What you have to do →
Answer these from the text on the Allouk water station:
(a) How many people does the station serve?
(b) How many Syrian groups condemned Turkey's "intentional interruption of water" at the station?
(c) Under the Russian-brokered agreements, what was to be provided in exchange for water?

Selected extract →
★ ★ ★ ★

Turkey is an occupying power in parts of northeast Syria. During its 2019 invasion, Turkey and Turkish-backed forces took control of the Allouk water station, near the town of Ras al-Ain (Serekaniye). The water station serves more than 460,000 people in Hasakeh governorate, and the UN describes it as the only viable water source for Hasakeh city and surrounding areas.
Water pumping at the station, first damaged during the 2019 military operation into northern Syria, has been greatly reduced and repeatedly interrupted, forcing people living in Hasakeh to rely on expensive and unreliable private tanker trucks.
Human Rights Watch documented Turkey’s failure to ensure adequate water supplies from the Allouk station to Kurdish-held areas in Northeast Syria in March 2020, in the midst of the COVID-19 pandemic. At the time, 49 Syrian groups condemned what they described as Turkey’s “intentional interruption of water” at the station.
Russian-brokered agreements between Turkish forces and Kurdish-led authorities to supply water through the Allouk station to communities dependent on it in exchange for providing electricity from areas under the control of Kurdish-led authorities to certain Turkish-occupied areas have repeatedly failed.
One aid worker said that as Turkey inches closer towards connecting areas in northern Syria that it occupies to its own electricity grid, it may no longer face meaningful pressure to continue supplying water from the Allouk station to Hasakeh.

★ ★ ★ ★

Data supplied →

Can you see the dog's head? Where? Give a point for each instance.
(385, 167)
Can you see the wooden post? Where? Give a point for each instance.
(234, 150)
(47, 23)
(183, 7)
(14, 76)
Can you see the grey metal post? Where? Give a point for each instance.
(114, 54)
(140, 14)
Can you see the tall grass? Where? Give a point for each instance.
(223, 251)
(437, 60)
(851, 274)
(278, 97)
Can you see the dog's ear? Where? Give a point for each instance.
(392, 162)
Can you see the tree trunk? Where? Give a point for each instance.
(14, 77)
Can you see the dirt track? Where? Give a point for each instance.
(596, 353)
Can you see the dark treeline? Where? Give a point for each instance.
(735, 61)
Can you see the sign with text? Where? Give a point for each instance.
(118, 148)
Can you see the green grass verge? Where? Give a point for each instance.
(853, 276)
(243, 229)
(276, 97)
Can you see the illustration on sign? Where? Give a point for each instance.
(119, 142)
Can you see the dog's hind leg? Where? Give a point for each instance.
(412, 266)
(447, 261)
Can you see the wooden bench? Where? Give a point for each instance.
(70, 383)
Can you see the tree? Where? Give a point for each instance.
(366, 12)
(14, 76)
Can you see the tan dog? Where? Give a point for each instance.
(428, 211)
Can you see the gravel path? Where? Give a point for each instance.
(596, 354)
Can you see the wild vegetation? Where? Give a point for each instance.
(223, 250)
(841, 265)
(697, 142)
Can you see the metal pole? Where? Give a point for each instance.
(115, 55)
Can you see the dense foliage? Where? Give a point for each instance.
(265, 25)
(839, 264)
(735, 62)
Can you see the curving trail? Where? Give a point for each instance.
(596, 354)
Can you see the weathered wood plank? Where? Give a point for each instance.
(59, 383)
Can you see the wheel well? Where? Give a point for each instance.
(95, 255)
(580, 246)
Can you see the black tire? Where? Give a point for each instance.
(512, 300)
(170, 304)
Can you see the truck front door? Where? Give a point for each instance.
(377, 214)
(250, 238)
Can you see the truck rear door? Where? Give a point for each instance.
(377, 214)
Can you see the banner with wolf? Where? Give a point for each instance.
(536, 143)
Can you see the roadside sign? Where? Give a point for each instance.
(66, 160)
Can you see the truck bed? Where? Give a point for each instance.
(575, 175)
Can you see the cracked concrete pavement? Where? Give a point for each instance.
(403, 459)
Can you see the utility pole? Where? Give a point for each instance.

★ ★ ★ ★

Exercise solution →
(a) More than 460,000 people in Hasakeh governorate.
(b) 49 Syrian groups.
(c) Electricity from areas under the control of Kurdish-led authorities to certain Turkish-occupied areas.